━━ LISTING

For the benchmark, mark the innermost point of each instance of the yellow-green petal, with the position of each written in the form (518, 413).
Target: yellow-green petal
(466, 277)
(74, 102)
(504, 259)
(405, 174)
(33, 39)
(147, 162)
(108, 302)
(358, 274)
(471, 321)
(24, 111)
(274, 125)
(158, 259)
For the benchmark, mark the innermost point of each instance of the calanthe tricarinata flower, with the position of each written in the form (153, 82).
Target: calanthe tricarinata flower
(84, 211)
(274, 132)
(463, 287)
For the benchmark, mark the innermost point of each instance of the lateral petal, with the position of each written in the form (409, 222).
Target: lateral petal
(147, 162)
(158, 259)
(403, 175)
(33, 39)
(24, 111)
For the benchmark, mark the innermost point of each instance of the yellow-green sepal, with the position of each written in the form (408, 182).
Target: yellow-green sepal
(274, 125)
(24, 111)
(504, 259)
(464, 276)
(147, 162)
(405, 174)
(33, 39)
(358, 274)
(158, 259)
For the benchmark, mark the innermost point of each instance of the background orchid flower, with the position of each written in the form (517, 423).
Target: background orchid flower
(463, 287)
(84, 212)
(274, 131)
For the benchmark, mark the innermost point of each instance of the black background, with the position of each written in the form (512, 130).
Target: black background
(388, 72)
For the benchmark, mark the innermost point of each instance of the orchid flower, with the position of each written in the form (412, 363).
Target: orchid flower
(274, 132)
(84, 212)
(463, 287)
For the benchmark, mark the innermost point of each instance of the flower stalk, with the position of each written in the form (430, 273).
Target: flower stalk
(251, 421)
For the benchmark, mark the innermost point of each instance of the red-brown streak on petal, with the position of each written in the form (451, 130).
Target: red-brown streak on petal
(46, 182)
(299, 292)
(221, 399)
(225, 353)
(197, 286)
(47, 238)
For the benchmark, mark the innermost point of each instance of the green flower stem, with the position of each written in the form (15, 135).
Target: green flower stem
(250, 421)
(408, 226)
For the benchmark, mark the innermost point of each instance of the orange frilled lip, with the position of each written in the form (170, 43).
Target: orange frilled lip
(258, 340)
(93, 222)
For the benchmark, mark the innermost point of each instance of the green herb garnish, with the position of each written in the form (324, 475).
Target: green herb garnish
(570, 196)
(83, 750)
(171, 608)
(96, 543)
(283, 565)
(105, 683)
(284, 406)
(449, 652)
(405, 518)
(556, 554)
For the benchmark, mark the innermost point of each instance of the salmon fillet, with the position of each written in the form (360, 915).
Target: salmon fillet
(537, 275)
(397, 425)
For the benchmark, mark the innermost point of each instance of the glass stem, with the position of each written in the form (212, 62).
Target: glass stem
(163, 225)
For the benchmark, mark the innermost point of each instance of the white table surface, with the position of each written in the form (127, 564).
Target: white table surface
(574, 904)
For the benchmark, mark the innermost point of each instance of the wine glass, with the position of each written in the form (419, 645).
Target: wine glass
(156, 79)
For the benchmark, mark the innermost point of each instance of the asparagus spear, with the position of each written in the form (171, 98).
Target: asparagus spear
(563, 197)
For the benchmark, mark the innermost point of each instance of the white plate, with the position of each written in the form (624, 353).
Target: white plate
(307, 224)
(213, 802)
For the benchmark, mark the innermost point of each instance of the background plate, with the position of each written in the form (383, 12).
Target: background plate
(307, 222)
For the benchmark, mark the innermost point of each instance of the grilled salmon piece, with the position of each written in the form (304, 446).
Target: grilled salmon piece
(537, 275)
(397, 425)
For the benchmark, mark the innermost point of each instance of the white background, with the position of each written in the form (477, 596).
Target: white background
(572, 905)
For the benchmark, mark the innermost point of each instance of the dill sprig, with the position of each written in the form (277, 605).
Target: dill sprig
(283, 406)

━━━━

SHORT PROBLEM: Reproduce the entries verbatim, from the line that contains "form (304, 446)." through the end of the entries.

OUTPUT OF THE TASK:
For the benchmark, mark the innermost point of each instance of the grilled salmon piece, with the position of each written in the form (304, 446).
Target: grilled salmon piece
(537, 275)
(397, 425)
For the benchmark, mark the innermost point of each instance of the white background, with the position of each written in the form (477, 596).
Target: white background
(572, 905)
For the benchmark, mark the innermost point of each instance of the dill sprig, with the position of each written in the form (277, 605).
Target: dill sprig
(283, 406)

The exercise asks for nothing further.